Saved entries:
· · · · ·

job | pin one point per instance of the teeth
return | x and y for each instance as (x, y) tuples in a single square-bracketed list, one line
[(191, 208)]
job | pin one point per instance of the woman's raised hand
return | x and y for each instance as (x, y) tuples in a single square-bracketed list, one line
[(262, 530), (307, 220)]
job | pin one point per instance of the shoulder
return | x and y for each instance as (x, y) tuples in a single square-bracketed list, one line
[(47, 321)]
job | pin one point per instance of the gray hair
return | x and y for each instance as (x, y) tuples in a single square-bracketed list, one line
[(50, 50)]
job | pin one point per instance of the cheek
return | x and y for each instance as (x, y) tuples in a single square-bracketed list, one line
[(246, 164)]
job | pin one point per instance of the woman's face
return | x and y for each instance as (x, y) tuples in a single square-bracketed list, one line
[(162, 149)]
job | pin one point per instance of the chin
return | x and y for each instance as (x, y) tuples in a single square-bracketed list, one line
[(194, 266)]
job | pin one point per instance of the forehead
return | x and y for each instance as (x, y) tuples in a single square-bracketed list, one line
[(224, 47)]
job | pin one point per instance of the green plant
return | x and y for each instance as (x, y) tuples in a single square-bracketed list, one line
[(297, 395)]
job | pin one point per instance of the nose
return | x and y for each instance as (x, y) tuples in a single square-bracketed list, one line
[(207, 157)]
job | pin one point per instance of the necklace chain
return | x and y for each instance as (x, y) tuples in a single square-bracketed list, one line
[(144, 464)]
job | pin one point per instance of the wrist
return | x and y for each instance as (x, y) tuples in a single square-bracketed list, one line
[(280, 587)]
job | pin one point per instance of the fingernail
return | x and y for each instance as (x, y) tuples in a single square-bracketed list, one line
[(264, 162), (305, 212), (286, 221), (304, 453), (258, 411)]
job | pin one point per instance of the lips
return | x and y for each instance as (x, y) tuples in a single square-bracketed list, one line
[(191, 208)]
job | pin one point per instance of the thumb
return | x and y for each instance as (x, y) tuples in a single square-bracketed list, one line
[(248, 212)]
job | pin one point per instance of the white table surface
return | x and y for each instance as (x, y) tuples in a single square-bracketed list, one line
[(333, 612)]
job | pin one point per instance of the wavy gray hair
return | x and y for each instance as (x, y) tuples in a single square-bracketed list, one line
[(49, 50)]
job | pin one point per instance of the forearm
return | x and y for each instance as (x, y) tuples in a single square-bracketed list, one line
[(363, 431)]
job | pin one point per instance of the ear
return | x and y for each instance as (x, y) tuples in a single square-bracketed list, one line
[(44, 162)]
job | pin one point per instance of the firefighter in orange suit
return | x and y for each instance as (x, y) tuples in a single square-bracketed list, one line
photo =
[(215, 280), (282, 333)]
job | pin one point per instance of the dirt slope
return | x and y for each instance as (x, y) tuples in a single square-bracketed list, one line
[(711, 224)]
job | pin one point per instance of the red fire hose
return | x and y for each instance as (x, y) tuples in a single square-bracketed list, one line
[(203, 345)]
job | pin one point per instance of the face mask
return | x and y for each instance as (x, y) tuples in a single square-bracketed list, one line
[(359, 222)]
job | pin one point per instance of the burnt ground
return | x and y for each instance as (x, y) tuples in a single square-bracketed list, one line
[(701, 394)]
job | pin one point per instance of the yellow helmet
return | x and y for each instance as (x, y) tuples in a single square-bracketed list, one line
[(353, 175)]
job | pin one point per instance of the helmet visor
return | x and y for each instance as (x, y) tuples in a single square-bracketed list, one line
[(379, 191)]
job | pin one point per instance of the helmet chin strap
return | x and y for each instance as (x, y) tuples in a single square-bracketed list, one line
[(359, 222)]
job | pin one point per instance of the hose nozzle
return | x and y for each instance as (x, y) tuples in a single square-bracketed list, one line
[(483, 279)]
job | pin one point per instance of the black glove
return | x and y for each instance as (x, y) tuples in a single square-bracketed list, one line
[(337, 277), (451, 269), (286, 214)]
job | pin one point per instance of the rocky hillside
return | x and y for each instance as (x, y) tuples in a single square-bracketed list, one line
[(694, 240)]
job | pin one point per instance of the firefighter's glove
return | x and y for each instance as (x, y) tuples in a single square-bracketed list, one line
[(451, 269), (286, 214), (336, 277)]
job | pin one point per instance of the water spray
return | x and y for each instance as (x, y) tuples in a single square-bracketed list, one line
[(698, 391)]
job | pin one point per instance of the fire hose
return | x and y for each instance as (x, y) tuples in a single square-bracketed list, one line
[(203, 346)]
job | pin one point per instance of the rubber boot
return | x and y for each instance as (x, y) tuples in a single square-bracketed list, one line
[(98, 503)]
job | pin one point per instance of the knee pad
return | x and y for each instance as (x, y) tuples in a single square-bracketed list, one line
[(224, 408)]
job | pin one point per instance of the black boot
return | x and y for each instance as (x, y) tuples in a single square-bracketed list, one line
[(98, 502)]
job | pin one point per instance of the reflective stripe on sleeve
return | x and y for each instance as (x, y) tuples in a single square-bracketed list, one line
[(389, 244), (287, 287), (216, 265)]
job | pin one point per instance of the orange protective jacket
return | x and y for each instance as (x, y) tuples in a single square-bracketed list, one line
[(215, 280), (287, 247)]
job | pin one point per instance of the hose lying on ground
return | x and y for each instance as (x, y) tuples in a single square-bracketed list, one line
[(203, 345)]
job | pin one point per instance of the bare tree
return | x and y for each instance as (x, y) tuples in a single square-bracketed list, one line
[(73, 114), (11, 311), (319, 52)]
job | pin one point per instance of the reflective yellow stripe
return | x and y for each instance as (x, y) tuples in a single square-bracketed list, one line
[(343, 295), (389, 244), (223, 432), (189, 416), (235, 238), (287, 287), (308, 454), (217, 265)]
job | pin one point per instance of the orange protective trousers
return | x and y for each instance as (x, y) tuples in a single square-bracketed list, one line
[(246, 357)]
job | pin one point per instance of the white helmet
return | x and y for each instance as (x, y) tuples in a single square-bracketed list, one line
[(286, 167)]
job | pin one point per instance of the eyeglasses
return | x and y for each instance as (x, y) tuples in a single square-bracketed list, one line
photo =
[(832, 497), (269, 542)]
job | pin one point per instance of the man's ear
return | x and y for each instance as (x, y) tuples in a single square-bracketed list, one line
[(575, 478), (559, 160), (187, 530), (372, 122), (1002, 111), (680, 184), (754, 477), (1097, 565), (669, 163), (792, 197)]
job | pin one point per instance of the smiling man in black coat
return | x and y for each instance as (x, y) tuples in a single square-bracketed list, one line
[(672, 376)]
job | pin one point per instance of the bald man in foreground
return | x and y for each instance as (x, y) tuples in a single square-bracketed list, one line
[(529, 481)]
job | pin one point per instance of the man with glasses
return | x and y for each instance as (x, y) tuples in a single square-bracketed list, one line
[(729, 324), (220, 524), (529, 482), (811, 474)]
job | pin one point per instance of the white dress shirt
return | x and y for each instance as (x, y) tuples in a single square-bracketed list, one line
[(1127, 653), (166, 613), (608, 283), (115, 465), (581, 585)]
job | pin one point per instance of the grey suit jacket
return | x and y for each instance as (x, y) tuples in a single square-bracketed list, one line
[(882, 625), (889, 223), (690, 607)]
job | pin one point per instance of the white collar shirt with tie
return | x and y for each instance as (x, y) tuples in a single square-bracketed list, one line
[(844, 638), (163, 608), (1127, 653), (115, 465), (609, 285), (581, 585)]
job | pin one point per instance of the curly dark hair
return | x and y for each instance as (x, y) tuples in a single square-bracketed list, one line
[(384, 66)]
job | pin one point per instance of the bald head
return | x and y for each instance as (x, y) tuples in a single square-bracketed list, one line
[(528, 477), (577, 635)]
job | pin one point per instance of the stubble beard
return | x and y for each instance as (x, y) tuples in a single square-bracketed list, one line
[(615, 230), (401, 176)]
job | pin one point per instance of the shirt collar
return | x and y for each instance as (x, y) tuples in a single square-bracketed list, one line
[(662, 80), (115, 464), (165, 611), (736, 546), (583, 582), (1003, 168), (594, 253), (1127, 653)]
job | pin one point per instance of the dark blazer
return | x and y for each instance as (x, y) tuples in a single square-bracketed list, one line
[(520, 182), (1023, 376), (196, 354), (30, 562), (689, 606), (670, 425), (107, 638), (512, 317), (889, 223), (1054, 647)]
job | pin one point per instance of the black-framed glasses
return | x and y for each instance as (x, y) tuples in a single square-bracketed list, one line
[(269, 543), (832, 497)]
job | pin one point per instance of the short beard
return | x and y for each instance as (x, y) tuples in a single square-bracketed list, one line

· · · · ·

YOUR TASK:
If a line above holds the string "gray", copy it out.

SOLUTION TO THIS EXERCISE:
job | pin one point per instance of the gray hair
job | pin one point per instance of the wavy gray hair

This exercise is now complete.